• Written instruction
Return, character for character, the lines from the one bearing "Annotation guideline: every instance of the marble" through the end of the material. Omit everything before that line.

--- Begin Data listing ---

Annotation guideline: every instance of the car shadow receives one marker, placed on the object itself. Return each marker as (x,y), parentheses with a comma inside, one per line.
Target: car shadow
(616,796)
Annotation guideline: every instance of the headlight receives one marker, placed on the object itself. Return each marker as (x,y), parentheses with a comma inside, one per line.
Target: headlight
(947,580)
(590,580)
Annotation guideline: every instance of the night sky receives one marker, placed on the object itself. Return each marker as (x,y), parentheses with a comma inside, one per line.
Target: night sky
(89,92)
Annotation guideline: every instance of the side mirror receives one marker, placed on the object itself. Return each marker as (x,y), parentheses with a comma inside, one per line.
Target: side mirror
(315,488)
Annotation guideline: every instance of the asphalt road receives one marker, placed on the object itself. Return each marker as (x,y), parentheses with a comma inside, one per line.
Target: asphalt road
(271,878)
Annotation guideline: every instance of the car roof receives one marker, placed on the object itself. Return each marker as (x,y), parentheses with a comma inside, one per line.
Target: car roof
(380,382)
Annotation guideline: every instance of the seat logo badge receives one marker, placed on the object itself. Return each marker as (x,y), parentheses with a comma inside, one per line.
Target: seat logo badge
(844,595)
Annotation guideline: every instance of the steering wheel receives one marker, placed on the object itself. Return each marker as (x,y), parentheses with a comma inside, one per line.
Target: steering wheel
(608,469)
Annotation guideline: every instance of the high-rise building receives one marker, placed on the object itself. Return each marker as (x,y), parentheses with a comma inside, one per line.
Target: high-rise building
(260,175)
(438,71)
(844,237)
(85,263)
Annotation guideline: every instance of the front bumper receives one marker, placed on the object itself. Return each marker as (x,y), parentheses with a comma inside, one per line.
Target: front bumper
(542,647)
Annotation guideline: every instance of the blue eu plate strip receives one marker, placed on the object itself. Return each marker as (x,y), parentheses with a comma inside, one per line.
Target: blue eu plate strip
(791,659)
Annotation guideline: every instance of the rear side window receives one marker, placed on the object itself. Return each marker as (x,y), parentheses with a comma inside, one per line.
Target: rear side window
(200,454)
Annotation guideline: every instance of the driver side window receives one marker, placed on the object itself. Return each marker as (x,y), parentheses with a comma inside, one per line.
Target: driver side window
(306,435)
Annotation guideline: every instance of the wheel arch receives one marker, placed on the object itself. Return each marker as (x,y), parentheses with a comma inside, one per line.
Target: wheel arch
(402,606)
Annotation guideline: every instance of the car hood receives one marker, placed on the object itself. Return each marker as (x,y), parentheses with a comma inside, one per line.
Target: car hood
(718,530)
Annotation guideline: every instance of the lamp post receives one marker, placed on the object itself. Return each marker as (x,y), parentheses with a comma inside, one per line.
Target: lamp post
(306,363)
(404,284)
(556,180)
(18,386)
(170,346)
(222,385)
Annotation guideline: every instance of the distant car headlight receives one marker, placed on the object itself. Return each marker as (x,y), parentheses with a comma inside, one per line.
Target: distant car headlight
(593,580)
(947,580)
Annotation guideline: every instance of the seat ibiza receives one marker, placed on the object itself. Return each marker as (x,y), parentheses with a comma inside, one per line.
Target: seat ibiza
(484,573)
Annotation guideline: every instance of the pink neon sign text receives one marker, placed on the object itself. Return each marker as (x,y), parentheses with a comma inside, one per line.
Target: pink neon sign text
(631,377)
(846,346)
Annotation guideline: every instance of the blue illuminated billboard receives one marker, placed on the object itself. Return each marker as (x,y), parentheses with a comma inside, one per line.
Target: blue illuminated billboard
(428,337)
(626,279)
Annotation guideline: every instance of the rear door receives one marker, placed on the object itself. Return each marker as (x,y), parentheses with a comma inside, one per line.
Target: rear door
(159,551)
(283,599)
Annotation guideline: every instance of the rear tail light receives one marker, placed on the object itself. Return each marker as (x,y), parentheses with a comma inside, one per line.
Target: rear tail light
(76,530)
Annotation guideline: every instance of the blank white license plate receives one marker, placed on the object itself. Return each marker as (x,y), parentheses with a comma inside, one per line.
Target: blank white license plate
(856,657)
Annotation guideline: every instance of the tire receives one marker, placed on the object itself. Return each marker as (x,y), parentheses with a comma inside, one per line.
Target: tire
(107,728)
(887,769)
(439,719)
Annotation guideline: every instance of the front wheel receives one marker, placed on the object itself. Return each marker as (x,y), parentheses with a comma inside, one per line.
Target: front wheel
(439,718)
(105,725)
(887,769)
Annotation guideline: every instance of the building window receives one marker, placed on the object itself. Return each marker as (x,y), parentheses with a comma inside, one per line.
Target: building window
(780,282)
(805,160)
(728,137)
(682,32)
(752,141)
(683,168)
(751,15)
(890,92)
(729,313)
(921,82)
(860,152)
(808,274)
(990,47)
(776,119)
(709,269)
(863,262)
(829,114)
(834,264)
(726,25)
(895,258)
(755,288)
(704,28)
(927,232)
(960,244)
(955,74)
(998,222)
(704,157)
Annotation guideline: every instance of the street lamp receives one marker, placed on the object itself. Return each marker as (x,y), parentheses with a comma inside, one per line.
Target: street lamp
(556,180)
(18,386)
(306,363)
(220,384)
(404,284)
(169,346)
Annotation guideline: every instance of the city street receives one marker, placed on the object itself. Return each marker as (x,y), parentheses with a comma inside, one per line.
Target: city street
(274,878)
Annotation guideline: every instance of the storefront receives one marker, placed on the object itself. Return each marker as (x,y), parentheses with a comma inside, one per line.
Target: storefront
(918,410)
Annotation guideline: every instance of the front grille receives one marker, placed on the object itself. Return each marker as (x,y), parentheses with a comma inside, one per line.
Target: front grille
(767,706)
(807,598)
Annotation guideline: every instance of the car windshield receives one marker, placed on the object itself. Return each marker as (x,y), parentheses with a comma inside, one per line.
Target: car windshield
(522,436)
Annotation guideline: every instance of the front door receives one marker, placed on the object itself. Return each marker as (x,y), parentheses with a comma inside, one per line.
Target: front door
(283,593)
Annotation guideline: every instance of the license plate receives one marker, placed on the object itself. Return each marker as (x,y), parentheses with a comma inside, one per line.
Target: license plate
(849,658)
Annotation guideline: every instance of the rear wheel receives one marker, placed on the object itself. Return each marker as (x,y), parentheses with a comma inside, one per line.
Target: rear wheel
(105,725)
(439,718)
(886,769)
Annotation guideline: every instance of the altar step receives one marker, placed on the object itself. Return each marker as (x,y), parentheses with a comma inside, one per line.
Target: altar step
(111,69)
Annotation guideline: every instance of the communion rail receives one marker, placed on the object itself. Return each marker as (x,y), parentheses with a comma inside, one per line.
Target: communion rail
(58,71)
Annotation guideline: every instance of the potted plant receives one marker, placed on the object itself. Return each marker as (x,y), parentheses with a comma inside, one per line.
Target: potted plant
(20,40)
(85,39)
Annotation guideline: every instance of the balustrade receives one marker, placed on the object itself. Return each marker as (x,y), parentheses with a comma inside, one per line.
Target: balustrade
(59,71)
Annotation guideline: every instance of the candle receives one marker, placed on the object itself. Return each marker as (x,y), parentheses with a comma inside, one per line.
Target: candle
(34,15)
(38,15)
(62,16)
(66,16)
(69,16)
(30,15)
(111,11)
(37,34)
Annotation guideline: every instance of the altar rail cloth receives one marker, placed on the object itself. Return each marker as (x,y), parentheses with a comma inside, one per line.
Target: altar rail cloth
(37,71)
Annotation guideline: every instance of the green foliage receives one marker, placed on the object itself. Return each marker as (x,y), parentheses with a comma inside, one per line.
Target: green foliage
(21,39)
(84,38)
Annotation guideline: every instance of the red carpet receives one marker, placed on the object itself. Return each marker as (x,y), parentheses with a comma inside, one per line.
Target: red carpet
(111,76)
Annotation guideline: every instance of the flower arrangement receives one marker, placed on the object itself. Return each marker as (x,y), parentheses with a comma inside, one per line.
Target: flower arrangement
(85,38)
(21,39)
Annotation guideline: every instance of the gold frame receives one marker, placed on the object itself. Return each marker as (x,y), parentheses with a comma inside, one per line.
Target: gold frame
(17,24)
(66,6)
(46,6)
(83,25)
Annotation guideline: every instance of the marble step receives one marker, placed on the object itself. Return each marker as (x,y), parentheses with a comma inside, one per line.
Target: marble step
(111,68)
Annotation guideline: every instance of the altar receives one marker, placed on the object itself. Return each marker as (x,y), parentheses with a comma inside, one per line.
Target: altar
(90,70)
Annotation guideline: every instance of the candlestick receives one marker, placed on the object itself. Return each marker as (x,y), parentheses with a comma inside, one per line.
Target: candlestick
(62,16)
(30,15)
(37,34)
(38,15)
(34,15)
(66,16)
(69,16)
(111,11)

--- End Data listing ---

• The reply
Annotation guideline: every instance of the marble step receives one marker, placed on the object itself. Return each marker as (x,y), parentheses with a comma inside, one per line.
Target: marble step
(111,68)
Annotation guideline: every instance of the altar receives one marker, placed on the object itself. Return each marker as (x,y), parentheses with a comma inside, one per line.
Target: altar
(90,70)
Annotation guideline: every instance of the candlestick receives one marker, placed on the object itself. Return each marker as (x,y), parentheses with a comma inside, one per line.
Target: candlestick
(62,16)
(30,15)
(37,34)
(38,15)
(34,15)
(66,16)
(69,16)
(111,11)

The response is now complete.